# Problems and tasks
- 1) In the passage on the anterior drawer test, to about how many degrees is the patient asked to flex the hips?
- 2) In the passage on the anterior drawer test, revise everything from "The various intricate" down to "may be misleading.", replacing "misleading" with "unreliable".

# Quoted passage
Anterior Drawer Test is a specified version of the general Drawer Test both of which are determining tests in the derivation of medical or surgical conclusions about crucial ligaments in a person’s knee. Anterior drawer test is the specific test for assessing the condition of the Anterior Cruciate Ligament of a person’s knee.
Anterior cruciate ligament of the knee is one of the most important components of the knee. The most important function of the anterior cruciate ligament is to ensure that the knee is not overextended. Hence it is often referred to as one of the organs that aid or contribute to stability of a person’s knee. Sometimes they are also called stabilizers.
Procedure and technique of the Anterior Drawer Test are not at all that complicated. The person on whom the test is about to be done is asked to lay down with his face facing the ceiling with a straight body and torso. After this, the patient is asked to flex his hips to about 45 degrees.
This can be done by perpendicular bending of both the knees of the patient with the sole of both the feet touching the platform on which the patient is lying down. When this is done the doctor or his assistant sits on the same platform in front of the toes of the patient. Although many physicians and surgeons perform this test by seating themselves on the toes of the person whose anterior drawer test is being conducted. Conducting the test by sitting on the toes is considered to be the most appropriate method generally.
It is also said to give more defining results. The doctor or his assistant thereafter holds the leg of the patient below the tibia. After this is done the doctor or his assistant try to create a movement of the leg in an anterior manner.
The various intricate movements and positioning of the leg must be done with efficiency as per the exact method of the anterior drawer test for the correct conclusions to be drawn. If the flexing of the hips is not done to the required 45 degrees or the bending of the knee is not done perpendicular to the platform the results may be misleading.

# Entries provided

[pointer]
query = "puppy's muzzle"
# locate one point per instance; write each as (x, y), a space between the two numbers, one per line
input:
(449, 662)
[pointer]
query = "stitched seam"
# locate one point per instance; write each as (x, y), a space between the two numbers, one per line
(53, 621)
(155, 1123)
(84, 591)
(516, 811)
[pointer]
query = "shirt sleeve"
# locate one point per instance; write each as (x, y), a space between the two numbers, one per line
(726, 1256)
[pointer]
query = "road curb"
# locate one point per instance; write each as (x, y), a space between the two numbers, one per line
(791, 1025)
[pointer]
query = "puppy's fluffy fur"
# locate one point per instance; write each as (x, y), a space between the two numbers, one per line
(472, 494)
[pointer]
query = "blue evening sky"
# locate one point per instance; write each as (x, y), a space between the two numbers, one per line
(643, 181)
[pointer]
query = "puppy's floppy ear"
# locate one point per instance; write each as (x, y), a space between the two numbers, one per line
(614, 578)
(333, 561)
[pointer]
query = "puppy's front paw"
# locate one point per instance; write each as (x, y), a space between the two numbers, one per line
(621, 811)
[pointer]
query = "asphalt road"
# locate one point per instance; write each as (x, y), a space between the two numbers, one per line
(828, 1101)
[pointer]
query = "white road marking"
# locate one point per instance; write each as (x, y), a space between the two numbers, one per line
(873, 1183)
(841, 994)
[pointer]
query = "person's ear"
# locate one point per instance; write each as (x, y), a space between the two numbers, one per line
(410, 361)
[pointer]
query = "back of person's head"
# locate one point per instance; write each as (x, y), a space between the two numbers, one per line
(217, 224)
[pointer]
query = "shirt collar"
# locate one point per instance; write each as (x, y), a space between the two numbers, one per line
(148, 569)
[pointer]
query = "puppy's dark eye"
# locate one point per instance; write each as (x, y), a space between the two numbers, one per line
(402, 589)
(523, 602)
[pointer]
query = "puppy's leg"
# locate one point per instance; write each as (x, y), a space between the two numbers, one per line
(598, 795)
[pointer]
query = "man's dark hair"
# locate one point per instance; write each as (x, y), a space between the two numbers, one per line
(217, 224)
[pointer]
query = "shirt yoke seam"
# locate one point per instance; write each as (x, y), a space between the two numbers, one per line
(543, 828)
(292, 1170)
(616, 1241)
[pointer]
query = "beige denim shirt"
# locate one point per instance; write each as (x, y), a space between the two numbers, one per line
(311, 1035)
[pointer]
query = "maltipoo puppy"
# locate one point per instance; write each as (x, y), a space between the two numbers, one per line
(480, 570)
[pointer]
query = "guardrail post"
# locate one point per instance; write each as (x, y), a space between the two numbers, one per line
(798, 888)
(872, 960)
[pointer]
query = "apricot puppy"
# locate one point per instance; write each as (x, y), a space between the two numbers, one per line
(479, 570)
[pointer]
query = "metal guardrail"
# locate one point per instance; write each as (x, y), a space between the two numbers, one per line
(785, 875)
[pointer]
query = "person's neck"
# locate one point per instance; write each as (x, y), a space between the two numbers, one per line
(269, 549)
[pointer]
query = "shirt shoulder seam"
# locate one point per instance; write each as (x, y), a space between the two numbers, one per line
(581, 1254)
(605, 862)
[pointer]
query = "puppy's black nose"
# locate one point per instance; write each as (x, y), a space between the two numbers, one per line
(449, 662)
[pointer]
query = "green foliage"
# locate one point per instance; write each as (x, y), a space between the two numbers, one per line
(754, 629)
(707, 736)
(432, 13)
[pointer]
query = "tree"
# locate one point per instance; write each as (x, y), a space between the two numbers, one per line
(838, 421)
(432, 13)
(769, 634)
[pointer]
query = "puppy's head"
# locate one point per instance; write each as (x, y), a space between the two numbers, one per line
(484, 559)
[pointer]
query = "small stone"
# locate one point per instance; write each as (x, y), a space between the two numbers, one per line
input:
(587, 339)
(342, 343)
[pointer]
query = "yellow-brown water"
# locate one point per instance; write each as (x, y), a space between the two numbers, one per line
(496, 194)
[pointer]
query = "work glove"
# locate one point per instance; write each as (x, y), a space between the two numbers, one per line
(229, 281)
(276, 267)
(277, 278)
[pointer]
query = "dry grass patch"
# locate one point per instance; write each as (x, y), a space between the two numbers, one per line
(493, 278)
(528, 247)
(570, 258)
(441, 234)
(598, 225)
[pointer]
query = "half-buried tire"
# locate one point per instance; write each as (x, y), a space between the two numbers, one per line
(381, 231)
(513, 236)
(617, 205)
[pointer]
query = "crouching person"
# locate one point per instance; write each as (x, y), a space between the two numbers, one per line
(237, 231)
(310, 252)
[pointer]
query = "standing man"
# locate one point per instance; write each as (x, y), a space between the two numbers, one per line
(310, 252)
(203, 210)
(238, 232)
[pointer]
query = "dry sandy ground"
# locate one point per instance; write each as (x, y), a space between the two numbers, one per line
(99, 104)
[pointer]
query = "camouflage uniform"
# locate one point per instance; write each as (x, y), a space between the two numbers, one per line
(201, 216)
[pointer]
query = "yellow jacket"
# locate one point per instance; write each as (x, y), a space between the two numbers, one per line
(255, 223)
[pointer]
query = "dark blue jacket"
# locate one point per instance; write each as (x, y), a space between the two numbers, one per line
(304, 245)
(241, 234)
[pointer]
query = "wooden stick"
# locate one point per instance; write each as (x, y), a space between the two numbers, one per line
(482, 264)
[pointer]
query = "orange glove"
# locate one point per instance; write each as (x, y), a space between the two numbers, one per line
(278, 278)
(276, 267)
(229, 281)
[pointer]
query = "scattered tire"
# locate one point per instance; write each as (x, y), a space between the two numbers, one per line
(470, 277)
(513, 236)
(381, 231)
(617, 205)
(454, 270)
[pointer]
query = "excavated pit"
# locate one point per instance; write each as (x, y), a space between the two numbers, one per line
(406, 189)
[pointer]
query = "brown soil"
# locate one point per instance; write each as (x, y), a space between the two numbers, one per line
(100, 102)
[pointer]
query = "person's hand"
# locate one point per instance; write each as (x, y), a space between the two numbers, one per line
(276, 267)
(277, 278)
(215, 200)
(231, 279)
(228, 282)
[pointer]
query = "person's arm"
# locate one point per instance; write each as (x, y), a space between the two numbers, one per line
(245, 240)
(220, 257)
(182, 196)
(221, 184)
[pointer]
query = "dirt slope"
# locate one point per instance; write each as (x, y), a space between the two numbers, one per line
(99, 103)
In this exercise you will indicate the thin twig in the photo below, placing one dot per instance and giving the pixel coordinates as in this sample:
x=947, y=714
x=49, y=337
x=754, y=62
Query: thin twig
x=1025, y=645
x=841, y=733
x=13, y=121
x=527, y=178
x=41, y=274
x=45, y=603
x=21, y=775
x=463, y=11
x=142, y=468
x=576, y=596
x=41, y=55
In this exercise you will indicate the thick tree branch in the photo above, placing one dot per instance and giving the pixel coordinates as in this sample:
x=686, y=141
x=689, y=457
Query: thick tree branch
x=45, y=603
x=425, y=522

# Answers for each item
- 1) About 45 degrees.

- 2)
The various intricate movements and positioning of the leg must be done with efficiency as per the exact method of the anterior drawer test for the correct conclusions to be drawn. If the flexing of the hips is not done to the required 45 degrees or the bending of the knee is not done perpendicular to the platform the results may be unreliable.